(Entries for pointing and labeling)
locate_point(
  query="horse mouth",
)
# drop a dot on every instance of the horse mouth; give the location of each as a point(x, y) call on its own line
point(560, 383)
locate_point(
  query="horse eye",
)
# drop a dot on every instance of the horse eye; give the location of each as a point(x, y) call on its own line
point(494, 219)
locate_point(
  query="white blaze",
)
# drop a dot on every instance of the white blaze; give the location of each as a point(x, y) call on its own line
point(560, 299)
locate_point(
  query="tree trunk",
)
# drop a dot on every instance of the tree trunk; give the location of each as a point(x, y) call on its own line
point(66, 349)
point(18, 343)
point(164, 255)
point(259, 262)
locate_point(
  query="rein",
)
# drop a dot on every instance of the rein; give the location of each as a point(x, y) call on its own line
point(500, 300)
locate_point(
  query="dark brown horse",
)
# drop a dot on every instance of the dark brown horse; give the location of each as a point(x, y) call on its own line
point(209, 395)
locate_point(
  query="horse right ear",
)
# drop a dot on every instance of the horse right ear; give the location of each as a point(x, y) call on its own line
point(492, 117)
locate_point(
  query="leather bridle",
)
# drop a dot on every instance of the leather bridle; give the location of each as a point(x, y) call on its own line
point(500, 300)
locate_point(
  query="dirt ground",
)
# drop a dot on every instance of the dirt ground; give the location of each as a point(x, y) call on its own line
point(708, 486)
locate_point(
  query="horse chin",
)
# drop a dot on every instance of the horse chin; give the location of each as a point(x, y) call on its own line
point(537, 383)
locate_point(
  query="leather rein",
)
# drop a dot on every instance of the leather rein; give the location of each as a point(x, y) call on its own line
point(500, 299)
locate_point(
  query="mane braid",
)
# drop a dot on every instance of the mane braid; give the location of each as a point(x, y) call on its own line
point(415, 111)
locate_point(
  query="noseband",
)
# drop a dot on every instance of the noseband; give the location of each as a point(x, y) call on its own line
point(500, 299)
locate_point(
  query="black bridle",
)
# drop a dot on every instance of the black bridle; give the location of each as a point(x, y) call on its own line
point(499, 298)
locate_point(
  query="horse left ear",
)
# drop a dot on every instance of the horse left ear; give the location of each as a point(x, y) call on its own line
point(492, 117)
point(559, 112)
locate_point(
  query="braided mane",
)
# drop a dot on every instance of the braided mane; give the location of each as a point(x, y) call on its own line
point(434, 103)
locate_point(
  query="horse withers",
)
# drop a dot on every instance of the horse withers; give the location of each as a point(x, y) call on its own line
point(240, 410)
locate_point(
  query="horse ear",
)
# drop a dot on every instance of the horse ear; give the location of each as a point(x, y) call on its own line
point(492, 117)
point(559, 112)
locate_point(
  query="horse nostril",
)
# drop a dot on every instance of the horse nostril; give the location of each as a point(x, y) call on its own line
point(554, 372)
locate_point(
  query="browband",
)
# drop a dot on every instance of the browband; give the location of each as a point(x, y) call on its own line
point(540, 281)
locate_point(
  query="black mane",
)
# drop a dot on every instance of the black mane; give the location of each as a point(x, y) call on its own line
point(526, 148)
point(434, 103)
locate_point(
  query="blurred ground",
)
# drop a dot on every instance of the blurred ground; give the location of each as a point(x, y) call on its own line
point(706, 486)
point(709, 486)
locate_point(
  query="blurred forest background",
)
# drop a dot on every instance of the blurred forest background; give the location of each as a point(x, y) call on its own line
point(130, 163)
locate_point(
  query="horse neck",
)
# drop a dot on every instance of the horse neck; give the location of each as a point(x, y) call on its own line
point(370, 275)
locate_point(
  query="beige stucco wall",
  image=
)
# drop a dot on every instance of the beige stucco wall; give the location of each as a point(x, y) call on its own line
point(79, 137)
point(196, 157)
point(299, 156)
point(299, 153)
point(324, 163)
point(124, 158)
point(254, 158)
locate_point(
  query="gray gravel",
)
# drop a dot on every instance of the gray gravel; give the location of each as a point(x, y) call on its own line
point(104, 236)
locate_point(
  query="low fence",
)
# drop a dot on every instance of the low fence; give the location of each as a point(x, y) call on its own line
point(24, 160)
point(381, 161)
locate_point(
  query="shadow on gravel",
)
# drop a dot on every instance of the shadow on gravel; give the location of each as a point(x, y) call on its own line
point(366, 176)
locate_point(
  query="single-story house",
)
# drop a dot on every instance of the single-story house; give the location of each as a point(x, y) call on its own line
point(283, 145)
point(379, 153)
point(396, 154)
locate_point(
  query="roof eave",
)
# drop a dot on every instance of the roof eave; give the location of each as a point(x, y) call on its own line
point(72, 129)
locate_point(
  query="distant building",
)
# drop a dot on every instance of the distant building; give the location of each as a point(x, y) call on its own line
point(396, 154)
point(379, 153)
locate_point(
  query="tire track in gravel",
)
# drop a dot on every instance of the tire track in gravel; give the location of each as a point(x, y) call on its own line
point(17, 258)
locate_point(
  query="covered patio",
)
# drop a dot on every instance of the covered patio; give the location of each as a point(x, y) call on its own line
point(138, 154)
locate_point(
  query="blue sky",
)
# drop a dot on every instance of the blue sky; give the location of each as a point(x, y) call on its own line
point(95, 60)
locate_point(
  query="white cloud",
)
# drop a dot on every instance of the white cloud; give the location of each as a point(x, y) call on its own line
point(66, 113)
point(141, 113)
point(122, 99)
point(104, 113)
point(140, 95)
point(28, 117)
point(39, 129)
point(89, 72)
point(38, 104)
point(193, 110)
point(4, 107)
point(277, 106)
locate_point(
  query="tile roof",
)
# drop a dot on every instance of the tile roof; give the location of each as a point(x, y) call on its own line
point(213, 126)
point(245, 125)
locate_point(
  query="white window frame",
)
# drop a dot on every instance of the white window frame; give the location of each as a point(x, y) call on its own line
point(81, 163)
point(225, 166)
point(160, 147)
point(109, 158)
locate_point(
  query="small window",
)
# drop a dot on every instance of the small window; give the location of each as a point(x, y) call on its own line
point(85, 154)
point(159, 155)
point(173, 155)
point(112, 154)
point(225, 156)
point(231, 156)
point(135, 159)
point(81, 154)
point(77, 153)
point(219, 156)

### WORK REQUIRED
Rewrite every line of the records, from the start through the line containing "point(209, 395)", requests included. Scale each point coordinate in the answers by 0.5, rounding to whole numbers with halves going up, and leave all other lines unchanged.

### ANSWER
locate_point(
  query="horse mouth",
)
# drop a dot on every instance of the horse mouth; give the location of each as a point(x, y) call on its own line
point(280, 192)
locate_point(
  query="horse eye",
)
# drop a dot on every instance of the horse eye; give the location of each as a point(x, y) call on its own line
point(247, 110)
locate_point(
  query="white blaze",
)
# drop a dot on every instance of the white blaze; give the location of each as a point(x, y) call on its own line
point(280, 150)
locate_point(
  query="tree trunk",
)
# drop a dot on every instance of the tree trunk; give the location of each as a point(x, y) call on its own line
point(33, 175)
point(9, 172)
point(82, 128)
point(130, 131)
locate_point(
  query="rein",
)
# drop a dot on every instance of the rein; give the location of each as a point(x, y) call on its own line
point(250, 150)
locate_point(
  query="dark brown horse",
)
# drop a dot on every instance of the dark brown horse; give the location of each as a point(x, y) call on its own line
point(105, 198)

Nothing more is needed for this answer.